St. Louis nurse fighting for insurance coverage


Insurance companies told enrollees that COVID-19 was covered, but experts say that promise has its limits

ST. LOUIS COUNTY, Mo. — Gerald and Lakeitha Adory met 11 years ago working the jobs that would put them directly in the path of a global pandemic.

They were both nurses in the same St. Louis County nursing home.

“He asked me out one day and I said, ‘OK,’ but then I called later and turned him down,” Lakeitha remembered with a smile and laugh. “I don’t know why.”

“Then about six months after that, that’s when we went on our first date,” she said.

Last year they were working as licensed practical nurses in different facilities, with two young children at home, when COVID-19 arrived in St. Louis. They continued caring for the vulnerable both at work and off the clock.

In September, both Lakeitha and Gerald were diagnosed with COVID-19. Lakeitha’s symptoms were minimal. Gerald’s symptoms quickly became severe.

“He woke up that morning confused,” said Lakeitha. “He didn’t know who I was.” Gerald was slurring his speech, she remembered. “They had to basically sedate him. But then after that, he didn’t wake up.”

Gerald was in a coma for 38 days. He went through some of the worst symptoms known to come from COVID-19, and he miraculously survived.

“COVID affected him neurologically,” said Lakeitha. “It caused him to have blood clots in the brain and then a blood clot in the spine.”

Five months later, the aftermath of his COVID-19 diagnosis is that Gerald can’t walk, care for himself or care for his children. The Adorys said he was making progress in rehabilitation until their insurance company said they had reached the end of their coverage for it.

Lakeitha said his Anthem Blue Cross insurance will only cover 20 days of physical therapy for the entire year.

“Quite frankly, I really don’t think that’s enough,” she said. “We’re in the middle of a pandemic and, you know, he’s a nurse working the front lines and gets sick. And then now, you know, we have to fight and scrape for every little piece of therapy he can get.”

While they explore their options and adapt to Gerald’s limited mobility, the Adorys have gotten help from the community. One of the helpers is Steve Heerboth, who met Gerald at a nursing facility.
++++++++++++++++++++
TASK REQUIREMENTS:
A - Condense the paragraph of the article on the St. Louis nurse that opens with "Five months later" into a short bulleted list that keeps its main facts.
B - Using the article on the St. Louis nurse, answer each question briefly:
(i) How many years ago did Gerald and Lakeitha Adory meet?
(ii) For how many days was Gerald in a coma?
(iii) How many days of physical therapy per year does Gerald's Anthem Blue Cross insurance cover, according to Lakeitha?
Answer from the article on the St. Louis nurse alone.

[Stored items]
++++++++++++++++++++
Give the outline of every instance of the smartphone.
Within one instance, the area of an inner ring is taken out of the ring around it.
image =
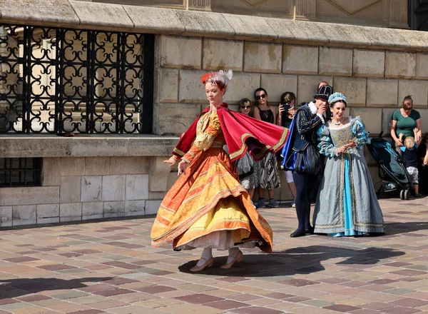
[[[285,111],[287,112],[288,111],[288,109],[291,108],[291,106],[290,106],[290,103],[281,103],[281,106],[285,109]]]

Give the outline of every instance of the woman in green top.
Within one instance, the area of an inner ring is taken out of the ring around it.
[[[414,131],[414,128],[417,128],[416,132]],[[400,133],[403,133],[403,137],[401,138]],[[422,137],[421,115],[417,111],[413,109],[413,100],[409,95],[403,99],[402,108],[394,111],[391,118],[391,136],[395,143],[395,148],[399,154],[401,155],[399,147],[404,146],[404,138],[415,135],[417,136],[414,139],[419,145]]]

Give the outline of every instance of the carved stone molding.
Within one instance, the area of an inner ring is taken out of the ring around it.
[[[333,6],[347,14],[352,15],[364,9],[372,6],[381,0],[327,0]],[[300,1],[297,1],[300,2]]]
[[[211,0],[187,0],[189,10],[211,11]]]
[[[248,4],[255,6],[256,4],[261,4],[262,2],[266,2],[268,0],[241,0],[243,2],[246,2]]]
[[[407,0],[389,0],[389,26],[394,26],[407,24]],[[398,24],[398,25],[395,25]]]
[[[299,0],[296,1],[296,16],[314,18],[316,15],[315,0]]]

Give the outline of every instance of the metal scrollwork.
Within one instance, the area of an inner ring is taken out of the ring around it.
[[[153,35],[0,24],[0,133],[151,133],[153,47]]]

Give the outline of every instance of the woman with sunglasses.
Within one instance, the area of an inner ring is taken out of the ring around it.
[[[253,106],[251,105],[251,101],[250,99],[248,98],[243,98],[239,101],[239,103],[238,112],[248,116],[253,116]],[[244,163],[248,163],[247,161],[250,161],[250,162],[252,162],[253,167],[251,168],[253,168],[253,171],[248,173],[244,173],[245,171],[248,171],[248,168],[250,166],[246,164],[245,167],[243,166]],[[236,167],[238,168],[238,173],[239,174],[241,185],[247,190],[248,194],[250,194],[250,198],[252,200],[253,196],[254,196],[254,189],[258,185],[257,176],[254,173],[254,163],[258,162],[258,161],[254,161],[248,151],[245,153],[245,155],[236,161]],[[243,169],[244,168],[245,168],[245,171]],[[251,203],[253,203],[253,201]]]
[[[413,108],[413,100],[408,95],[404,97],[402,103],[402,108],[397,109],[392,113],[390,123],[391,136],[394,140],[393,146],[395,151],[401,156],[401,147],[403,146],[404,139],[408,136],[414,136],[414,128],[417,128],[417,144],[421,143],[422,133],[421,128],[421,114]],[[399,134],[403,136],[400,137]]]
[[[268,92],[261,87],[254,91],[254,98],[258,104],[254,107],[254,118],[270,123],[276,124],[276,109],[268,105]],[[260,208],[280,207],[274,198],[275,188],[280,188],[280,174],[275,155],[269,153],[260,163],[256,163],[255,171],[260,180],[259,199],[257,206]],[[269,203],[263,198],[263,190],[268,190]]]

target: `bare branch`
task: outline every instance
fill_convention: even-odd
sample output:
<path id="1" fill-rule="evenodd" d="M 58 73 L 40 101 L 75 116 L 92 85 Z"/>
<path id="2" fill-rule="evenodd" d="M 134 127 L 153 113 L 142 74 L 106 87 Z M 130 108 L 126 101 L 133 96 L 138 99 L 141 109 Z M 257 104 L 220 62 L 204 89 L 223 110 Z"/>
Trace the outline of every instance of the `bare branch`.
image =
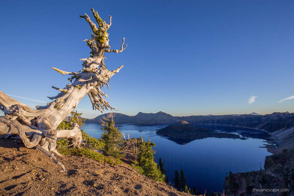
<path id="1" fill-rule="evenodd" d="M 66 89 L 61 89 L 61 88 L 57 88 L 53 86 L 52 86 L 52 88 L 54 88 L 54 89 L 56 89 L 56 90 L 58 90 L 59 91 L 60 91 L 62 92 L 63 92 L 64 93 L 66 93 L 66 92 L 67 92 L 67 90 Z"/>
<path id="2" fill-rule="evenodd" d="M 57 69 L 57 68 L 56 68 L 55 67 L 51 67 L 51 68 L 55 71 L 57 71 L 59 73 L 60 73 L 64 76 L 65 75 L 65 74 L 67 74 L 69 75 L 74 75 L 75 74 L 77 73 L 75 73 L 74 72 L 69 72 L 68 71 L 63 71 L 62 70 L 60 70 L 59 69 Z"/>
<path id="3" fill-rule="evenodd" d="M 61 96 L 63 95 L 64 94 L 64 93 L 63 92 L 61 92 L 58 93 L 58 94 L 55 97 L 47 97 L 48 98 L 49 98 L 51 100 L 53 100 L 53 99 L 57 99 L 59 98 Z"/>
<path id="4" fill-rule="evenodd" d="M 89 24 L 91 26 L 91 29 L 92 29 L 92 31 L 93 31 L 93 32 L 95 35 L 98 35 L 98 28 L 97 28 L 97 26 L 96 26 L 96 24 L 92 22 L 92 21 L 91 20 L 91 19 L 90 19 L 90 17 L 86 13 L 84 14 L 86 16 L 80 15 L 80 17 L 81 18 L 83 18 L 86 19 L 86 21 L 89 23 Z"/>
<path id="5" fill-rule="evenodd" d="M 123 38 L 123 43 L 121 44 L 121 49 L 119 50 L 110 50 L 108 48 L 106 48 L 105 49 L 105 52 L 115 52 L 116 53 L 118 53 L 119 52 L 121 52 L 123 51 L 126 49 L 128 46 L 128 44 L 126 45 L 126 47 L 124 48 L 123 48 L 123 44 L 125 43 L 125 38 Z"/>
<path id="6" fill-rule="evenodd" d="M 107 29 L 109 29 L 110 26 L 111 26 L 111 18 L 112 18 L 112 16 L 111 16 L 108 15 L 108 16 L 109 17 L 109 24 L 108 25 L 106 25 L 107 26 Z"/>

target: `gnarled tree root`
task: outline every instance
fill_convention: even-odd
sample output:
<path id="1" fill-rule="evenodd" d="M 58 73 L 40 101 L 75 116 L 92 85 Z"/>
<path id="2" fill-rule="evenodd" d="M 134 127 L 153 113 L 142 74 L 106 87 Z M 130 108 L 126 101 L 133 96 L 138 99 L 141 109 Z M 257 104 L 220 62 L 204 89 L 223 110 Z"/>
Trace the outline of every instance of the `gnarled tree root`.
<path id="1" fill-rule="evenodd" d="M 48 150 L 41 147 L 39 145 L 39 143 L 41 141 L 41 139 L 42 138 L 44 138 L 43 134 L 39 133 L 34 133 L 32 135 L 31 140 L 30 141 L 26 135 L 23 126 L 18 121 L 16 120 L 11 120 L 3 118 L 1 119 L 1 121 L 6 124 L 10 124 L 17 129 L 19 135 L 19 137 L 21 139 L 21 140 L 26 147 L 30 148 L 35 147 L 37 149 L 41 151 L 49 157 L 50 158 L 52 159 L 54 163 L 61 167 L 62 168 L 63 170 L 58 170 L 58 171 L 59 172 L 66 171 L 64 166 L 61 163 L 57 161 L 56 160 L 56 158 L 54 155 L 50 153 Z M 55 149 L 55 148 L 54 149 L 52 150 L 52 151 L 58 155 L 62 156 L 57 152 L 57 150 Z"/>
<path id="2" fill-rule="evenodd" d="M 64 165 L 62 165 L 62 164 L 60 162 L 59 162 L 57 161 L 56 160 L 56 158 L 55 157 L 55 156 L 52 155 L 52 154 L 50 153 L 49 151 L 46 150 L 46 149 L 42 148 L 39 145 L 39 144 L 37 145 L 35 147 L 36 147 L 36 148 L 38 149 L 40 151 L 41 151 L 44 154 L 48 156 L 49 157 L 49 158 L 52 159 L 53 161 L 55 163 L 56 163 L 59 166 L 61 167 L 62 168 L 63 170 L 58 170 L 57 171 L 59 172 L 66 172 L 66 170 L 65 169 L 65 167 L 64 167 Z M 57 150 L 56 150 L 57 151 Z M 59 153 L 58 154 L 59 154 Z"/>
++++++++++++++++++++
RESULTS OF THE EXERCISE:
A -
- Five months after his COVID-19 diagnosis, Gerald cannot walk, care for himself or care for his children.
- He was making progress in rehabilitation.
- The progress stopped when the insurance company said the Adorys had reached the end of their rehabilitation coverage.

B -
(i) 11 years
(ii) 38 days
(iii) 20 days